Texte à étudier |
________________

Certes, on pourrait invoquer la théorie de la tour d’ivoire, c’est-à-dire l’isolement du chef de l’État, coupé du peuple et de ses attentes, seulement entouré de courtisants. On pourrait aussi parler de l’hubris du pouvoir qui par lui-même interdit de percevoir les limites de sa propre volonté.
En réalité, le cas d’Emmanuel Macron est différent. Il se comprend mieux quand on observe une mouche qui, attirée dans un bocal par un liquide sucré, n’en trouve plus la sortie et se heurte aux parois sans comprendre ce qui lui arrive. De fait, le Président, qui voulait remettre la France en marche, s’est heurté à des résistances invisibles qu’il n’imaginait pas. Toutes ses velléités de réforme se sont brisées sur l’immobilisme foncier d’une société habituée à voir l’Etat tout prendre en charge, en lui épargnant tout effort. Cette nation n’a pas vu que ce confort était obtenu au prix de la constitution d’une dette publique gigantesque.

________________

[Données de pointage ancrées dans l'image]
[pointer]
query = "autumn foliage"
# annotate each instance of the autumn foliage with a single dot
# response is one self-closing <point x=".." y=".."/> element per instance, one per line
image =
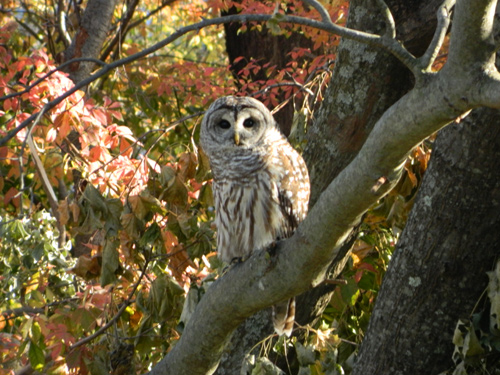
<point x="96" y="279"/>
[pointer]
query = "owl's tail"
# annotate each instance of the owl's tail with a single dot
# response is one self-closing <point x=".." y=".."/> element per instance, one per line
<point x="284" y="317"/>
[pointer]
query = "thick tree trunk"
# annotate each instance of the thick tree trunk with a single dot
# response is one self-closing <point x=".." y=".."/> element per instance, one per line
<point x="438" y="271"/>
<point x="90" y="37"/>
<point x="372" y="81"/>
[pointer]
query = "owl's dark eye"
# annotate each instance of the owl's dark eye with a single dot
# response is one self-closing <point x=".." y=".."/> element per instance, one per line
<point x="248" y="123"/>
<point x="224" y="124"/>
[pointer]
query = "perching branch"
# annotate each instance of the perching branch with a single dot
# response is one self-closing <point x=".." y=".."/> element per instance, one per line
<point x="301" y="261"/>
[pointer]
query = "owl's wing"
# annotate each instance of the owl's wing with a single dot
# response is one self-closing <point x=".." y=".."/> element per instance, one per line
<point x="292" y="179"/>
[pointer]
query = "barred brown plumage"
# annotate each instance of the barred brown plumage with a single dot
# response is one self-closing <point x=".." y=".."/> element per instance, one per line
<point x="261" y="184"/>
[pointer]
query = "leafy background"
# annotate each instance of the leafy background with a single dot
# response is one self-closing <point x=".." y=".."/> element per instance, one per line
<point x="98" y="282"/>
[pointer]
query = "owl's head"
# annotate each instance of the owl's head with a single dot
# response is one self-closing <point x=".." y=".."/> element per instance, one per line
<point x="235" y="123"/>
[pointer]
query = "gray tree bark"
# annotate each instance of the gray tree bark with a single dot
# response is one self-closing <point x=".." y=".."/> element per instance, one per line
<point x="468" y="80"/>
<point x="88" y="41"/>
<point x="438" y="271"/>
<point x="341" y="127"/>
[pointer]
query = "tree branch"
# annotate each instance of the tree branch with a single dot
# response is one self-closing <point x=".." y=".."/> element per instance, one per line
<point x="444" y="18"/>
<point x="390" y="45"/>
<point x="301" y="262"/>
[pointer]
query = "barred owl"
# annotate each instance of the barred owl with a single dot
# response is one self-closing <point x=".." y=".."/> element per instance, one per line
<point x="260" y="183"/>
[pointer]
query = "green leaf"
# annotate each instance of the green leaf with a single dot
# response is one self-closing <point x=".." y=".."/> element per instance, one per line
<point x="36" y="356"/>
<point x="110" y="261"/>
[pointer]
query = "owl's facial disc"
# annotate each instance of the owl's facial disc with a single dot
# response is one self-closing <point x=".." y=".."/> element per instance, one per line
<point x="242" y="129"/>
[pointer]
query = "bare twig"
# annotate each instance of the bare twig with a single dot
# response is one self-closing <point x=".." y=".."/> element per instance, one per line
<point x="390" y="45"/>
<point x="443" y="18"/>
<point x="122" y="30"/>
<point x="43" y="78"/>
<point x="389" y="20"/>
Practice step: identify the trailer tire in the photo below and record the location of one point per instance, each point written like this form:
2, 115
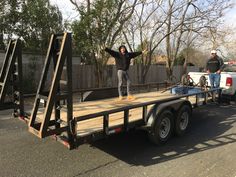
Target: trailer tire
182, 120
162, 128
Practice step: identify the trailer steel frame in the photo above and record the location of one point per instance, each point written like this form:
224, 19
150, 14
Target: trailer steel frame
11, 79
60, 51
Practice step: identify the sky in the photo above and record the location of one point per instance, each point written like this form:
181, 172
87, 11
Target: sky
69, 13
67, 9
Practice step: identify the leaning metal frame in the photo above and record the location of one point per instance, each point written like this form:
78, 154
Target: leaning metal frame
11, 79
60, 52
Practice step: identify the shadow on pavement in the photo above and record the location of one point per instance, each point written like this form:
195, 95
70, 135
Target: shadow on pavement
208, 130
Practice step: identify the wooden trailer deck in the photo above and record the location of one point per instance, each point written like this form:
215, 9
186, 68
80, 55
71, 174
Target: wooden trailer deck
82, 109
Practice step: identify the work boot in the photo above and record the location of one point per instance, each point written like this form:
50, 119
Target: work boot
120, 98
130, 97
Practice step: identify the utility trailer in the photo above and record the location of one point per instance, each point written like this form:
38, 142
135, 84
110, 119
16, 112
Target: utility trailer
158, 113
75, 123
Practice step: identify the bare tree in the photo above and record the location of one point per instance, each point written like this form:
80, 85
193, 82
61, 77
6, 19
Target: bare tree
103, 21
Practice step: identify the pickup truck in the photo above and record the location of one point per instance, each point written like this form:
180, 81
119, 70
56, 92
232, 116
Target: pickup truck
227, 81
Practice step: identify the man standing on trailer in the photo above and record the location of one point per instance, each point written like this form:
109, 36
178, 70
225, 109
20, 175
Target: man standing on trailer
214, 67
122, 60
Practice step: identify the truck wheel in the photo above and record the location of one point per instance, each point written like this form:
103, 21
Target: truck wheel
162, 127
183, 119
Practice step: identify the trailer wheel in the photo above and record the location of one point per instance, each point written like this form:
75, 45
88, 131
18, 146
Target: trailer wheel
183, 119
162, 127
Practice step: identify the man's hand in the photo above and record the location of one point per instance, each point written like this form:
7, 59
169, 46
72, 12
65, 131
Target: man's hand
145, 52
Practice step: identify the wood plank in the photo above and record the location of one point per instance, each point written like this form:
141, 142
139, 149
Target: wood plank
85, 108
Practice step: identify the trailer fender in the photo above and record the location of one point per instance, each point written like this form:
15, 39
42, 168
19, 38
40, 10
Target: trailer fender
173, 106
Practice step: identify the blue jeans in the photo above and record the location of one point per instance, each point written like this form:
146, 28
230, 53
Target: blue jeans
214, 80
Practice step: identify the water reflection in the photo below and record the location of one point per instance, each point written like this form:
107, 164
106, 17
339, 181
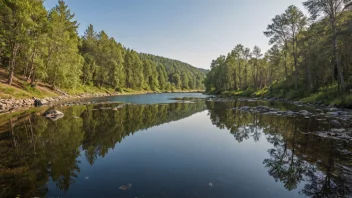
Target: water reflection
324, 165
35, 150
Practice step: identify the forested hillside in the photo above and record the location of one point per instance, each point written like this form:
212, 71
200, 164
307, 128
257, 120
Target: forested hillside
181, 74
44, 46
310, 56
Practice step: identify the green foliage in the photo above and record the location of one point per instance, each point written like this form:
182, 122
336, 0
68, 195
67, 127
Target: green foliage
44, 46
303, 58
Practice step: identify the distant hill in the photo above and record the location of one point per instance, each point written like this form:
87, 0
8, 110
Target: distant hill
204, 71
194, 74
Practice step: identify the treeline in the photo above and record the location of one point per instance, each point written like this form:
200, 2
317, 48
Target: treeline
306, 54
44, 46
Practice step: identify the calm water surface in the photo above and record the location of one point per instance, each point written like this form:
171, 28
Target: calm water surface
202, 149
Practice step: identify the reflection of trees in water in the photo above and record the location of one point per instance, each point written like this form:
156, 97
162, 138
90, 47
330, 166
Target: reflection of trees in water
295, 157
35, 149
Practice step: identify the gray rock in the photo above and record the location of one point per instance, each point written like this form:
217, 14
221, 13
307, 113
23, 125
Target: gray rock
335, 123
245, 108
338, 130
304, 112
289, 113
332, 113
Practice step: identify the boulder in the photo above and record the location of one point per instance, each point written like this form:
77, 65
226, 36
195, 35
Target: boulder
289, 113
54, 115
304, 112
338, 130
37, 103
335, 123
332, 113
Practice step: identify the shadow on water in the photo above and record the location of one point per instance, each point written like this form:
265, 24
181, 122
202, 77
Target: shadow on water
35, 150
323, 165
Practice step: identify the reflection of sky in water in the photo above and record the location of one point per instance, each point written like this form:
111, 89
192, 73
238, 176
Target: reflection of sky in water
180, 159
148, 98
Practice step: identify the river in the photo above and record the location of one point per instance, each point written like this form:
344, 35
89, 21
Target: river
158, 147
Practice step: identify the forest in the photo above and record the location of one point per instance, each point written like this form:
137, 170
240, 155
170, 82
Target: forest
44, 46
310, 57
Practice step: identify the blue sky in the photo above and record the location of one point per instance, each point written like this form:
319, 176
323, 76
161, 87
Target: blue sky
193, 31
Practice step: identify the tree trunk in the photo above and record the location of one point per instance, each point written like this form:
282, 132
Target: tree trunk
337, 63
32, 65
13, 62
295, 61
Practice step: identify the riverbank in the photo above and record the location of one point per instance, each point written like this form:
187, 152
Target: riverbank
14, 104
327, 96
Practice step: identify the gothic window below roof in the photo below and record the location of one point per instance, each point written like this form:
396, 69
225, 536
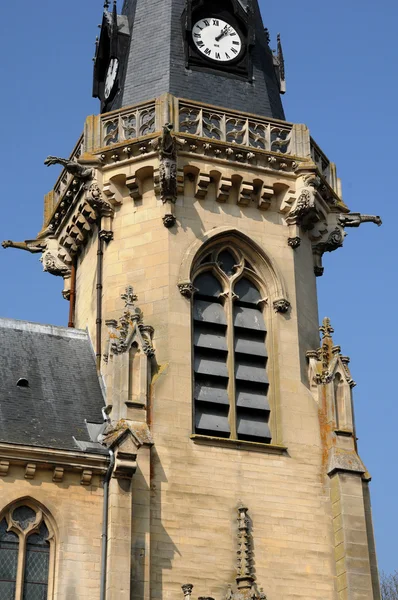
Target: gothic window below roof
230, 356
26, 546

________________

Consigne |
Reproduisez mot pour mot, dans le texte sur Emmanuel Macron, tout ce qui va de "Certes, on pourrait" jusqu'à "sa propre volonté.".

Corrigé |
Certes, on pourrait invoquer la théorie de la tour d’ivoire, c’est-à-dire l’isolement du chef de l’État, coupé du peuple et de ses attentes, seulement entouré de courtisants. On pourrait aussi parler de l’hubris du pouvoir qui par lui-même interdit de percevoir les limites de sa propre volonté.